■ Exercise text:
══════

3.1. Deep learning thus far is data hungry. First, you could argue that on a low-level, an animal/human gets quite a lot of visual and audio input, so it's data hungry as well. Then, you could argue that the evolution did already do some sort of pretraining/pre-wiring which helps, using million of years of data. Then, related to this is the topic of unsupervised learning and reinforcement learning. Then, dealing with the aspect of learning with small amounts of data, there are the active research topics of one-shot-learning, zero-shot-learning of few-shot-learning. Related is also meta-learning.

3.2. Deep learning thus far is shallow and has limited capacity for transfer. Transfer-learning, meta-learning and multi-task-learning are active research areas which deal with this.

3.3. Deep learning thus far has no natural way to deal with hierarchical structure. There are various approaches also for this. This is also an active research area.

3.4. Deep learning thus far has struggled with open-ended inference. This is also an active research area.

══════

■ Data section:

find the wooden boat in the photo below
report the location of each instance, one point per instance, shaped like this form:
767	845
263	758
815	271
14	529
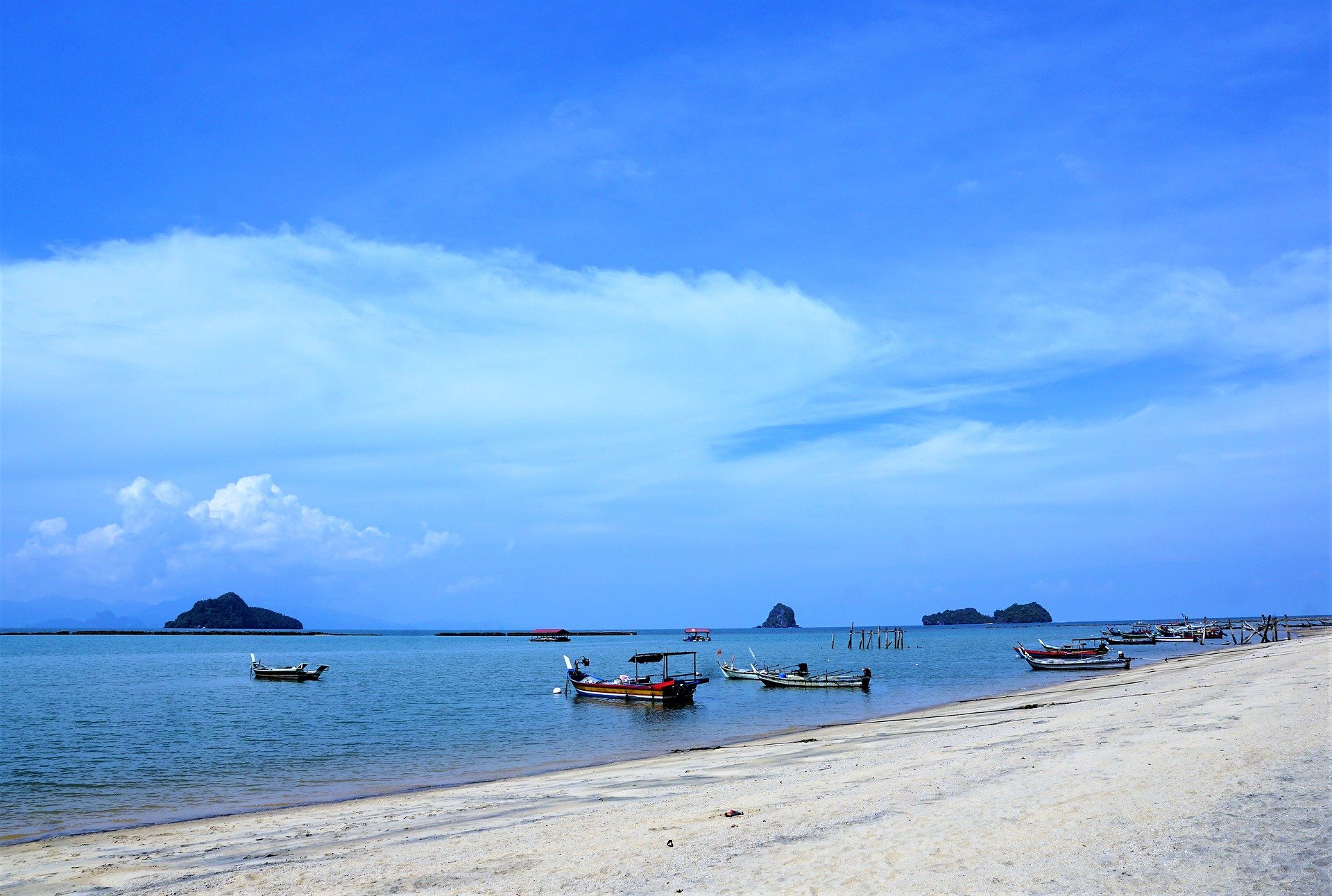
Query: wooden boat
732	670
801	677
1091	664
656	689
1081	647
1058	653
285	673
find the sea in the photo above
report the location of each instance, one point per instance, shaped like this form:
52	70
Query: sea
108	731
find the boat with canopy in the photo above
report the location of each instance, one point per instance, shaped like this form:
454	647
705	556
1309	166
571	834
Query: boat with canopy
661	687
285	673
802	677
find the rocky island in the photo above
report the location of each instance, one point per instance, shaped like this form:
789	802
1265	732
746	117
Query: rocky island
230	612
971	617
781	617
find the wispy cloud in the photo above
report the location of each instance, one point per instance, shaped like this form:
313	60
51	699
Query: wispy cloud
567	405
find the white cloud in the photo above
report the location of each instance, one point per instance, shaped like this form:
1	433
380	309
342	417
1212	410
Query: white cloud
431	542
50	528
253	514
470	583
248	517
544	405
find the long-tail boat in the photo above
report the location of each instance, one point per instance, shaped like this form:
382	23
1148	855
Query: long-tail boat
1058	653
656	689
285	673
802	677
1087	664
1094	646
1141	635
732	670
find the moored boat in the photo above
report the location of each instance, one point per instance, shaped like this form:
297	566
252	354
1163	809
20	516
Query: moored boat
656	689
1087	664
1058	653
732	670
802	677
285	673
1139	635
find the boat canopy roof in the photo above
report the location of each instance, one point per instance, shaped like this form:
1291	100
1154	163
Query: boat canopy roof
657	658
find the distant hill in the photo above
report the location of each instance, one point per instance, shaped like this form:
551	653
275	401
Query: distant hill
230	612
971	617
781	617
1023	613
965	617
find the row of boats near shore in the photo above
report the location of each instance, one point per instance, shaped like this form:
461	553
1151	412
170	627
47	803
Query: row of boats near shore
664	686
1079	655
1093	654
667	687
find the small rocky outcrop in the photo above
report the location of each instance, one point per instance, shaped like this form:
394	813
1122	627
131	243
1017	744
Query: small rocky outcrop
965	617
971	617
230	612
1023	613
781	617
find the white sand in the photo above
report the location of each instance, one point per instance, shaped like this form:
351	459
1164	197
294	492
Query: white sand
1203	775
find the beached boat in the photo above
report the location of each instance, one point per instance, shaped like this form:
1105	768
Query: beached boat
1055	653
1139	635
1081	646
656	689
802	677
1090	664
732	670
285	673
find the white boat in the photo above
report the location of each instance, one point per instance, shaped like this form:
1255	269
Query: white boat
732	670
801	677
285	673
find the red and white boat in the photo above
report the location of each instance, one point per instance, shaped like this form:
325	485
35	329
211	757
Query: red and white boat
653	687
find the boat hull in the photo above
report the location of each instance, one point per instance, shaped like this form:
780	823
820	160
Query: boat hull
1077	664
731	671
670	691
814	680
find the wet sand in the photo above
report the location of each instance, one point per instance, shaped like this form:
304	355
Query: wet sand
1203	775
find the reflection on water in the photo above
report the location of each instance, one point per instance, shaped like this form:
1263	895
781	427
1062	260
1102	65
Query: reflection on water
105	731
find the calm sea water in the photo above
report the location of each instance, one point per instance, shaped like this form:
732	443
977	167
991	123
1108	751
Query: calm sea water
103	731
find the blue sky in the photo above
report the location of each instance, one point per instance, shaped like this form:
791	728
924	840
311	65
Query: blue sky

══════

■ Tasks for this exercise:
A - In the text on deep learning's limits above, translate this sentence into Spanish: "Deep learning thus far has struggled with open-ended inference."
B - Continue the text on deep learning's limits, picking up after its final sentence.

■ Expected outputs:
A - Hasta ahora, el aprendizaje profundo ha tenido dificultades con la inferencia abierta.

B -
3.5. Deep learning thus far is not sufficiently transparent. Also this is an active research area. And then, you could also argue that the biological brain also suffers at this.

3.6. Deep learning thus far has not been well integrated with prior knowledge. This is also an active research area.

Etc.




In some of those cases, the active research has been going on for as long as deep learning itself- for instance, one-shot-learning comes from the '90s, if memory serves, so does transfer learning ('93, wikipedia says). My hunch is that in such cases only mediocre solutions exist.

And of course, just because there's reasearch in a given area doesn't mean that progress will necessarily be made. Frex, research on semantics has been going on since the dawn of AI and we 're not even close yet.

Personally, I think it's always good to have people pointing out limitations of a technique. Minsky and Papert caused a lot of consternation back in Perceptrons, but without that, who knows when the ANN researchers would have gotten off their butts and tried to solve real problems.